- _Problem A_
Echo the passage of the tractor brake thread from "It looks like" up to and including "say the least!".

- _Document segment_

○ ○ ○ ○

# NorTrac 82XTC - no brakes



## knd353 (10 mo ago)

The tractor has less than 45 hours but the brake pedal(s) are stuck and wont move. Feels like they're welded in place! Brakes have never been good but now are totally non-op. Ideas? Suggestions?


----------



## BigT (Sep 15, 2014)

Hello knd353, welcome to the forum.

Do you have any warranty remaining?? Northern provides 2 year warranty beyond nortrac warranty.






NorTrac Tractor Repair Plan 2 Year | Northern Tool


•	Repair coverage for 2 years beyond the manufacturer’s warranty (2 Year Consumer/180 day commercial).<br/>•	100% coverage on parts and labor...




www.northerntool.com


----------



## BigT (Sep 15, 2014)

By chance, are the brake pedals latched down? For parking .


----------



## knd353 (10 mo ago)

knd353 said:


> The tractor has less than 45 hours but the brake pedal(s) are stuck and wont move. Feels like they're welded in place! Brakes have never been good but now are totally non-op. Ideas? Suggestions?


No, unfortunately it has run out.


----------



## knd353 (10 mo ago)

knd353 said:


> No, unfortunately it has run out.


It looks like there is a leak in or near the brake fluid reservoir and I'm concerned that something in the brake system has rusted/frozen but I don't know. The left side of the fluid reservoir has some brake fluid in it but the right side does not. I filled the reservoir with fresh fluid but by the next day the ride side was completely empty and the left side was pretty low. Thanks for your reply. I hope you can think of something! My lot is pretty hilly and operating that big a tractor without brakes is a little dicey, to say the least!


----------



## LouNY (Dec 15, 2016)

○ ○ ○ ○

- _Supplied material_
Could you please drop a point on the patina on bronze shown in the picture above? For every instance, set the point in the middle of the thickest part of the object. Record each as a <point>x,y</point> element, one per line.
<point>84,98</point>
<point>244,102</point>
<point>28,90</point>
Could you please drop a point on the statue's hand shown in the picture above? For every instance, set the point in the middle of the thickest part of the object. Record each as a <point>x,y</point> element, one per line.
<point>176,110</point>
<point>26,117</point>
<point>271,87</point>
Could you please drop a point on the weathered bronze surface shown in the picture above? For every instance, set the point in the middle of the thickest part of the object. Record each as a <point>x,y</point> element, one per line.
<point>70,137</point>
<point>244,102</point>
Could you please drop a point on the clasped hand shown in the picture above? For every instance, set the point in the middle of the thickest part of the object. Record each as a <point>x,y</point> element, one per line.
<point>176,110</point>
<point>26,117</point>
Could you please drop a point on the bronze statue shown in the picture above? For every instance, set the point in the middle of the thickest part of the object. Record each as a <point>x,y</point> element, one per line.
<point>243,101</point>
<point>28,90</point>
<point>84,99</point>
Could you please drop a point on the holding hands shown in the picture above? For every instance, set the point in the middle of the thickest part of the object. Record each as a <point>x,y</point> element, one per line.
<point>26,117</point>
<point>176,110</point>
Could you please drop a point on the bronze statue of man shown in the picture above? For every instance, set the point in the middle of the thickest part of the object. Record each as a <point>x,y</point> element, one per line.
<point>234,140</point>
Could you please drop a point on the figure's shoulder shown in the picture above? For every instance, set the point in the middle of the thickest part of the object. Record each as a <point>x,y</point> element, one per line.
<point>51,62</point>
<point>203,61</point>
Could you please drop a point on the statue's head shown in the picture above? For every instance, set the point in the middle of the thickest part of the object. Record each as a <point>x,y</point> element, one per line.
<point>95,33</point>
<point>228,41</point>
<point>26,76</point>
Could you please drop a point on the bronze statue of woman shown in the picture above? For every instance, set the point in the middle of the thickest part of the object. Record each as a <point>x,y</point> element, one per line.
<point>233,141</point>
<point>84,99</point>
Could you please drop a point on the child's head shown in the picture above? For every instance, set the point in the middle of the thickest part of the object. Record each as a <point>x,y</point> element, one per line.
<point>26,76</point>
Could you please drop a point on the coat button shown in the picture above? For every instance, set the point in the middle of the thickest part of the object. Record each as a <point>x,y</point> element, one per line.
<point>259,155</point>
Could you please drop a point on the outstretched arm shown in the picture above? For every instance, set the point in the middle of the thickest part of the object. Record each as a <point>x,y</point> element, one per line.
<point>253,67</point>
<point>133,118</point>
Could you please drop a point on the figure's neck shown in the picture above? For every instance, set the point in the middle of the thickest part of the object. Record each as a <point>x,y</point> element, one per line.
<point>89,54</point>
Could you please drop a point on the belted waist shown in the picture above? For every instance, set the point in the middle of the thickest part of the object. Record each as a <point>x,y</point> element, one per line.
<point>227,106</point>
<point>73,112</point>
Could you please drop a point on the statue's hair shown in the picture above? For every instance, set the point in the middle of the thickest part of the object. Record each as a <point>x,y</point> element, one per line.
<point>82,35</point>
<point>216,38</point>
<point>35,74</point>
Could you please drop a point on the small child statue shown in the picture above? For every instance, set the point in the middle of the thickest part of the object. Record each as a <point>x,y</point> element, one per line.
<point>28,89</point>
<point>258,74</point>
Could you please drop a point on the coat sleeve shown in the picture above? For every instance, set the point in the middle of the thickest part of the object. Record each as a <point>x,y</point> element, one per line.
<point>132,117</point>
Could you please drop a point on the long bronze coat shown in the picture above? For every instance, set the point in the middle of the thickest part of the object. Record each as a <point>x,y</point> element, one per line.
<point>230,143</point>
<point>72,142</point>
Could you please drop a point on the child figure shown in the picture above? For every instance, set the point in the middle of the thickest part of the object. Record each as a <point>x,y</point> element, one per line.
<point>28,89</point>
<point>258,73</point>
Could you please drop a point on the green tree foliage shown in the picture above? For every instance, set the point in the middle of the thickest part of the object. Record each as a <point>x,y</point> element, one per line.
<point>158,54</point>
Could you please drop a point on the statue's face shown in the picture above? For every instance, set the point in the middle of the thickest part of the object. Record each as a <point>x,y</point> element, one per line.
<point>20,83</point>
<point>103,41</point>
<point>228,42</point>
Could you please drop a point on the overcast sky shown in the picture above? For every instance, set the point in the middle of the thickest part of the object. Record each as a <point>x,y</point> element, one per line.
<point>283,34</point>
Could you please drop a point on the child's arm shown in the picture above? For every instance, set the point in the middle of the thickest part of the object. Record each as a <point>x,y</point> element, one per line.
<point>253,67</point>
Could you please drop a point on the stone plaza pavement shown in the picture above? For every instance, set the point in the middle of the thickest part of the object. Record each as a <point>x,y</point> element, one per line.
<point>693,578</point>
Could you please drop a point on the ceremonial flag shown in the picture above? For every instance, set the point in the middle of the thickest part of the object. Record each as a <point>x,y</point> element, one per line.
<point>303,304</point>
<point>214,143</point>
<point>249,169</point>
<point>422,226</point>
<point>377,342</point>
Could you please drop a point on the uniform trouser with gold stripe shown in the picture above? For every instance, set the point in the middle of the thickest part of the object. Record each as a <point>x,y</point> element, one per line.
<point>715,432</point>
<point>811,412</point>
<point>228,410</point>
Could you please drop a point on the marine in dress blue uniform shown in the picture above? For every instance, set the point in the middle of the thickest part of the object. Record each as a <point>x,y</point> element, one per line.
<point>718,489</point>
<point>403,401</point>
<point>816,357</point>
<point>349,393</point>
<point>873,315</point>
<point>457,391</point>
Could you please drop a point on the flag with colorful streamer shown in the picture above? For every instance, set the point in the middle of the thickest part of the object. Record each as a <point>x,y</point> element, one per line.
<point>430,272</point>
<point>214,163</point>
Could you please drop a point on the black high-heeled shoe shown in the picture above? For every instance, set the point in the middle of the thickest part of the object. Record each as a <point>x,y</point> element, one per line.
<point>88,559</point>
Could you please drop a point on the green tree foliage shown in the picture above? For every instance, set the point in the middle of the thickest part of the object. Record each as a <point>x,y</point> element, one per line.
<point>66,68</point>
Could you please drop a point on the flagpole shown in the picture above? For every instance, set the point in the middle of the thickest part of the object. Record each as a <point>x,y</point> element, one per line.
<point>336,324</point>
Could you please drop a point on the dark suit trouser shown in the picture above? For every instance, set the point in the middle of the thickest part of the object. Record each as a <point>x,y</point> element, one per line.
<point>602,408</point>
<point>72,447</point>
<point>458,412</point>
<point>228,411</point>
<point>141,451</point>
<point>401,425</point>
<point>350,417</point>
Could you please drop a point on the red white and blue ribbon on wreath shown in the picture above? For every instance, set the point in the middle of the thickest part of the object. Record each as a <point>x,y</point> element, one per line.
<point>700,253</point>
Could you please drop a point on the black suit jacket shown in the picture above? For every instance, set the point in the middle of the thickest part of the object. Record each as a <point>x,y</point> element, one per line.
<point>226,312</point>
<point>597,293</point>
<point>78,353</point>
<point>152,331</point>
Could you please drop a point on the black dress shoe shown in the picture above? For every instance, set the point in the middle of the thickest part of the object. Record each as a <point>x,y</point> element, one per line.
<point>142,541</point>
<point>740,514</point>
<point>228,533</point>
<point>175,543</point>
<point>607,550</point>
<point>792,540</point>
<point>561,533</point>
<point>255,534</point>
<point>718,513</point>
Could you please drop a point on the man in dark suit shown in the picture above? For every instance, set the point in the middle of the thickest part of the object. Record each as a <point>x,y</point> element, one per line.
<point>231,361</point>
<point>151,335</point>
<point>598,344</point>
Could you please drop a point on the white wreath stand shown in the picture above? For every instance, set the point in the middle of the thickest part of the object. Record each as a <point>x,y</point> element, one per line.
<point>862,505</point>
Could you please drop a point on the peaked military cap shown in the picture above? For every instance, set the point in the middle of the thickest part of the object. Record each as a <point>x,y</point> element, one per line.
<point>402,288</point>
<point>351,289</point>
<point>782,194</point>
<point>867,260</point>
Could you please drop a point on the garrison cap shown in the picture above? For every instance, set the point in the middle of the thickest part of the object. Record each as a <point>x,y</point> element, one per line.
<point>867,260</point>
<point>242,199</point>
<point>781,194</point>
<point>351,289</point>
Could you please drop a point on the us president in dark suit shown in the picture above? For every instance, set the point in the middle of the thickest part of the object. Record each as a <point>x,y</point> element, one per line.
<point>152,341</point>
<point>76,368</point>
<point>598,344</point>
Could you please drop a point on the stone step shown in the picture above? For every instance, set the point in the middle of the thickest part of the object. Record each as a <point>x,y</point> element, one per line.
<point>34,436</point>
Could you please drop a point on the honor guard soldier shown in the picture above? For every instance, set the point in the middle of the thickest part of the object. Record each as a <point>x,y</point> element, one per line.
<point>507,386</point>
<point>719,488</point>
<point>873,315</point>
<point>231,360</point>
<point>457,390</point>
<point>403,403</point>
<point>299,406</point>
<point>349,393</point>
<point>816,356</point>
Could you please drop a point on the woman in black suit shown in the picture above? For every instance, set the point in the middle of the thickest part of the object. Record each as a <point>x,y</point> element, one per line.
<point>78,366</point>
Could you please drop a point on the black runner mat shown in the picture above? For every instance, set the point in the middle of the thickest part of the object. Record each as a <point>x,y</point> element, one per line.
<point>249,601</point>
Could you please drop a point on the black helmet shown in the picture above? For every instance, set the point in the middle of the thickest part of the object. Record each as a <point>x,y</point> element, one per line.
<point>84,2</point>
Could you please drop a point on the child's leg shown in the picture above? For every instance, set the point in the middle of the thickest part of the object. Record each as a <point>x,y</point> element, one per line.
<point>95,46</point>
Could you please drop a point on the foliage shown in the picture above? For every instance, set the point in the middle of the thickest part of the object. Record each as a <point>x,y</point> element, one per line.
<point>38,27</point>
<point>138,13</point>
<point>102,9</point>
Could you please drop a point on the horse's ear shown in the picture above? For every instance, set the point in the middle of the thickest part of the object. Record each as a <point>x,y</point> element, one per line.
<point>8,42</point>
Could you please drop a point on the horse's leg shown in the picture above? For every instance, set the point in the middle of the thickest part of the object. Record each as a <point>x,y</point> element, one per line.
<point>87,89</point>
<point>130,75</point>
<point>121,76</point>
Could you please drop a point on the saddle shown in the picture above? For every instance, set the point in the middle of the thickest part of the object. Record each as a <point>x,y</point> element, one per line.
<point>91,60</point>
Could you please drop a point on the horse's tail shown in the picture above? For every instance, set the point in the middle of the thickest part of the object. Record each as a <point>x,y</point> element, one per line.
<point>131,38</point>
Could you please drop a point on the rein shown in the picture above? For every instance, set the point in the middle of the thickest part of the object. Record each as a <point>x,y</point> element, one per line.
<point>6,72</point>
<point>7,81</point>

○ ○ ○ ○

- _Problem B_
Scale only the lines of the listing from the line with "Could you please drop a point on the black dress" up to and including the line with "<point>740,514</point>". Write those lines out again with the request line kept, multiplying each point coordinate by 1.1 and rounding it to a whole number, halves up.

- _Correct answer A_
It looks like there is a leak in or near the brake fluid reservoir and I'm concerned that something in the brake system has rusted/frozen but I don't know. The left side of the fluid reservoir has some brake fluid in it but the right side does not. I filled the reservoir with fresh fluid but by the next day the ride side was completely empty and the left side was pretty low. Thanks for your reply. I hope you can think of something! My lot is pretty hilly and operating that big a tractor without brakes is a little dicey, to say the least!

- _Correct answer B_
Could you please drop a point on the black dress shoe shown in the picture above? For every instance, set the point in the middle of the thickest part of the object. Record each as a <point>x,y</point> element, one per line.
<point>156,595</point>
<point>814,565</point>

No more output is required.